■ **ASSIGNMENT**:
Could you set down the listing below exactly, leaving out its pictures?
RECORDS TO USE below:
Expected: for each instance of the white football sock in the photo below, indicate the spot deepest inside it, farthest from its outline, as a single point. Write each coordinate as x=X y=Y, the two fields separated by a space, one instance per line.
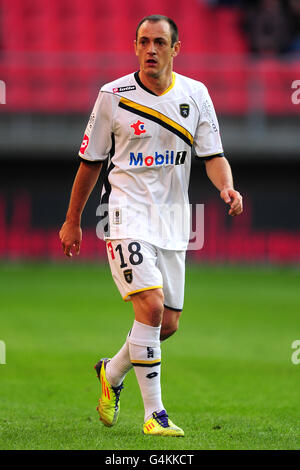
x=118 y=366
x=145 y=356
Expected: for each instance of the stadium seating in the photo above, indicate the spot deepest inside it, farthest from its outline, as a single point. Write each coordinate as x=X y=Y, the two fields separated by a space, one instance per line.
x=55 y=55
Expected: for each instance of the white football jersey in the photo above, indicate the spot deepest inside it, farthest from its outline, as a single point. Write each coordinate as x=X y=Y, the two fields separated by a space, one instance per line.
x=147 y=142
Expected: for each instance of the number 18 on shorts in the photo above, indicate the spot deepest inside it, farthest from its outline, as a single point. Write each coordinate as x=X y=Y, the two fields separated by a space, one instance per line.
x=137 y=266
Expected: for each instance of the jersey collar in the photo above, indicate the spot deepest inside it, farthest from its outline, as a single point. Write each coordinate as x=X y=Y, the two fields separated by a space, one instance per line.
x=137 y=78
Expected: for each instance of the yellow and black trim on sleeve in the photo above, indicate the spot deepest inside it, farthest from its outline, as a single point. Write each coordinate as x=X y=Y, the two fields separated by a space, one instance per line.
x=154 y=363
x=209 y=157
x=157 y=117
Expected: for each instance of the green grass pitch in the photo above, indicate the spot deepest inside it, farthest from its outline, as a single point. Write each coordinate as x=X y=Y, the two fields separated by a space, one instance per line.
x=227 y=374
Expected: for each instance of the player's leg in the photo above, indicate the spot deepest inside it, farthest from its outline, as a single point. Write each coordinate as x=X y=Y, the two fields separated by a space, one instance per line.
x=145 y=355
x=172 y=266
x=170 y=322
x=133 y=268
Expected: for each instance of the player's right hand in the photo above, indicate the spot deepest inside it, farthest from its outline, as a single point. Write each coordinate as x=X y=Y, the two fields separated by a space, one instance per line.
x=70 y=236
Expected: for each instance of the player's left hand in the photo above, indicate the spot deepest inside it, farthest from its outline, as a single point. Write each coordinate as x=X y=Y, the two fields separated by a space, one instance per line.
x=232 y=197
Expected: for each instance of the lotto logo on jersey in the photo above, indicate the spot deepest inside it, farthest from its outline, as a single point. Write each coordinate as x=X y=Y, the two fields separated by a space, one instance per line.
x=84 y=144
x=168 y=158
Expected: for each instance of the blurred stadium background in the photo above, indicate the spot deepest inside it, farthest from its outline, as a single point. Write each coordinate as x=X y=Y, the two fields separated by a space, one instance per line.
x=54 y=56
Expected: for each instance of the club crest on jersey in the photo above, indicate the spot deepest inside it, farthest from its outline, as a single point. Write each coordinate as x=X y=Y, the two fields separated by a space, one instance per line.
x=139 y=127
x=128 y=275
x=84 y=144
x=184 y=109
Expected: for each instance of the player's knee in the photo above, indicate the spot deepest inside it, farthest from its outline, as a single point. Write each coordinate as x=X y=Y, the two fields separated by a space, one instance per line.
x=169 y=328
x=151 y=307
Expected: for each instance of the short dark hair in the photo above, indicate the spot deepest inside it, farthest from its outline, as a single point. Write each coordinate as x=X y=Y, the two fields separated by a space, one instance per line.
End of RECORDS TO USE.
■ **SOLVED EXERCISE**:
Expected: for each instance of the white football sock in the photo below, indicate the spot deepest inside it, farthest from its outline, as a single point. Write each coordinate as x=X y=Y, the two fields separated by a space, one instance per line.
x=118 y=366
x=145 y=356
Expected: for each instance of the stadium seating in the photo above, indicate the spot deepest inside it, farthest from its outline, as a single point. Write each coordinate as x=X y=Y, the two fields separated by a space, one instance per line.
x=55 y=55
Expected: for each instance of the white football jersey in the photo above, indicate the spot deepest inside it, farthest from its outline, as a single point. Write each coordinate as x=X y=Y, the two fields separated by a space, one instance per line.
x=147 y=142
Expected: for each instance of the number 18 on shorts in the photo above, indicate the spot deepest inside it, farthest from its outline, as a single point. Write each coordinate as x=X y=Y, the two fields separated by a space, one instance per line.
x=137 y=266
Expected: for each instance of the jersey collar in the photo above, indicate the spot deepest inside it, farthest from its outline, as a single point. Write each coordinate as x=X y=Y, the two fields separated by a space, one instance per line.
x=137 y=78
Expected: for each instance of the yellow and black trim on sleeve in the photo above, indicate the spot deepest inside it, farthest from its outline, as a single point. Write each coordinate as x=X y=Y, the two fields separated by a space, one instance per line.
x=154 y=363
x=209 y=157
x=157 y=117
Expected: for each instance of the green grass pitch in the photo above, indicate the spot deepest inside it, farthest from its outline, as a single point. Write each coordinate as x=X y=Y, the two fields separated by a space, one instance per line.
x=227 y=374
Expected: for each instance of the player's leg in the photo above, indicate the spot deepest inside it, farthest from its outline, as a single point. Write each coordinate as x=X y=Y, the two fields separated by a space, one instance per line.
x=145 y=355
x=172 y=266
x=170 y=322
x=133 y=268
Expected: for each instance of the player's right hand in the photo above, indicate the spot deepest inside it, farthest from its outline, as a single point. Write each coordinate as x=X y=Y, the two fields separated by a space, one instance per line.
x=70 y=236
Expected: for each instance of the player's left hand in the photo above, indicate the spot deepest inside it, farthest from its outline, as a single point. Write each coordinate as x=X y=Y, the two fields separated by a space, one instance per line.
x=232 y=197
Expected: for each instance of the lotto logo on jersey in the photo above, indicate the spot deepest inside it, farthest from its outline, as a single point. Write each coordinate as x=X y=Y, the two fields separated by a space, one instance per line.
x=84 y=144
x=168 y=158
Expected: for each instance of the blurred stadium background in the photo above, indicate the spot deepest inside it, farthest from its outline, as a single point. Write each coordinate as x=X y=Y, the two fields separated by a space, one instance per line.
x=54 y=56
Expected: for each instance of the club crest on jersey in the photo above, indicate the spot deepest inside it, farthest from its outline, as a single point. Write each coordinate as x=X y=Y, the two fields separated by a space, one instance per line.
x=139 y=127
x=128 y=275
x=84 y=144
x=184 y=109
Expected: for each instance of the player's knee in the photo above, indicate the spot deepest inside it, farthest from its outline, as a single point. Write each coordinate as x=X y=Y, the two fields separated by a space, one instance per line.
x=169 y=328
x=151 y=307
Expected: for each instance of the short dark hair in the photo above, indicate the spot deepest inside it, farthest from its outline, as a single point. Write each coordinate as x=X y=Y, the two fields separated by a space, one instance per line.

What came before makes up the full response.